▶ **Short task 1**
Extract every row in the rows below that contains the string "snow", treating uppercase and lowercase letters as distinct.

▶ **Selected extract**
>> START

As I have been mentioned a few times over the last couple of days, I gave a talk yesterday morning. I mentioned it so often because I was fairly nervous about it, and I was fairly nervous about it not because it was a talk of any great importance, but because I don't have a lot of experience giving technical talks to highly academic people. The talk was titled Phase Response as a Function of Graph Structure, and was essentially an overview of what I have spent my last month doing. The first half of the talk was a mathematical and intuitive development of the concept of phase response, and then the second half was how that related to dynamical networks (primarily of identical weakly coupled oscillators). Robert left a comment to my post about being nervous, pointing out no one was likely to remember my talk in ten years. As this was an intra-departmental talk to an audience of about ten people, I would be surprised if memories lasted even half that long. What was nice, though, was that I received several compliments on the talk, including from the head of the research group. What was less nice was the Ph.D. student I've been working with and I discovered a handful of minor mistakes on the slides the morning of the talk during my last practice run-through, and my audience managed to spot all but one of them (at least it means they were paying attention). I guess that is what happens when you give a talk to an audience primarily composed of mathematicians and physicists... they actually pay attention to the equations you have on your slides!

>> END

▶ **Record set**

>> START

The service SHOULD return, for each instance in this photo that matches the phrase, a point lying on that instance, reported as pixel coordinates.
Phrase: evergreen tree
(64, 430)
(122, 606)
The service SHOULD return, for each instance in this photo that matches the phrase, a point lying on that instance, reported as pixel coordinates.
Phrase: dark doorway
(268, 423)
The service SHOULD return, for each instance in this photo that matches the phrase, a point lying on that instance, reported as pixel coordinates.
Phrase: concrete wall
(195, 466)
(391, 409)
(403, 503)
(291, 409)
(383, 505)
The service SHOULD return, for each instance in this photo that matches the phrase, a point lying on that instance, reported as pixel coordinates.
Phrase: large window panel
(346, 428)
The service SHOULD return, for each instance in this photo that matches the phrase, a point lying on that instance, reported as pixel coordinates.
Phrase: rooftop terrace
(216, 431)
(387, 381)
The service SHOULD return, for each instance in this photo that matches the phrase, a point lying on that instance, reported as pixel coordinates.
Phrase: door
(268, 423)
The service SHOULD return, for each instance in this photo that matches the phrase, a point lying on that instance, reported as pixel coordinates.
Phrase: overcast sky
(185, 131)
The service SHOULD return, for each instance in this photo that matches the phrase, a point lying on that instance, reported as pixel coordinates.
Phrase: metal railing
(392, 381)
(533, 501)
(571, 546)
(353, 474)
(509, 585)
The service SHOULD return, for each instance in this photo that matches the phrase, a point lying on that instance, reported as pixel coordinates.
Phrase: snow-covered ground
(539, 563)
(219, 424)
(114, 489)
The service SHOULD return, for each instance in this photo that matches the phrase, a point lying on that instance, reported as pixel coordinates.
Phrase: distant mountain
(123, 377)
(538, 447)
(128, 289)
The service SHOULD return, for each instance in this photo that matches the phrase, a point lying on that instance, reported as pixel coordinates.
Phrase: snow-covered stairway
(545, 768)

>> END

▶ **Short task 2**
Name every individual person, other than the writer, who is mentioned in the account of the talk.

▶ **Expected output 1**
Phrase: snow-covered ground
Phrase: snow-covered stairway

▶ **Expected output 2**
- Robert
- The head of the research group
- The Ph.D. student the writer has been working with